Task to carry out ::
Copy the result of filtering the entries below for lines that include the string "white".

Material for the task ::
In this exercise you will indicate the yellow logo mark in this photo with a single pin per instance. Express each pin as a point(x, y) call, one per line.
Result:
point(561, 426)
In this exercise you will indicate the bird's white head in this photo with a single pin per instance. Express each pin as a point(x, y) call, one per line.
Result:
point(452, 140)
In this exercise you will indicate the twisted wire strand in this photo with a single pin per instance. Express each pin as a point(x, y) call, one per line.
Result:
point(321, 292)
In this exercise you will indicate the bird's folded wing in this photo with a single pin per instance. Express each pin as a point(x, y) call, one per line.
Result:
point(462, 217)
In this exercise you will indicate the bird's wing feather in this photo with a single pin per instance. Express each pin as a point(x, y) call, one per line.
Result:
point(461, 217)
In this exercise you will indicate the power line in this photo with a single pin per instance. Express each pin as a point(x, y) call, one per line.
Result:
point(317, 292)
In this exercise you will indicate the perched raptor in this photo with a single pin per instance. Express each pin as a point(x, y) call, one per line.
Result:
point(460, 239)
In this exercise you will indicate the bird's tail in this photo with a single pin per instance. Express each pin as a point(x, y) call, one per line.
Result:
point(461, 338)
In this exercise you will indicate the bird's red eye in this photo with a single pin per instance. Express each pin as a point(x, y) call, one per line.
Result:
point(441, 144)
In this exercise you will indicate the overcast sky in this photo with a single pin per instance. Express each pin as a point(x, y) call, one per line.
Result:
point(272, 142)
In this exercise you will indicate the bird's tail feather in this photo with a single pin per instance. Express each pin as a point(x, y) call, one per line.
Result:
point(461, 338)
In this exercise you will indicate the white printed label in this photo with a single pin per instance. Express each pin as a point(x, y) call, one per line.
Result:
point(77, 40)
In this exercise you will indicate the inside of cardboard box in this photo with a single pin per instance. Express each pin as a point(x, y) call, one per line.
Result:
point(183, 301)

Exercise solution ::
In this exercise you will indicate the bird's white head in this photo with a single pin per instance. Express each pin as a point(x, y) call, one per line.
In this exercise you will indicate the white printed label in this photo with a single pin per instance. Express each pin as a point(x, y) call, one per line.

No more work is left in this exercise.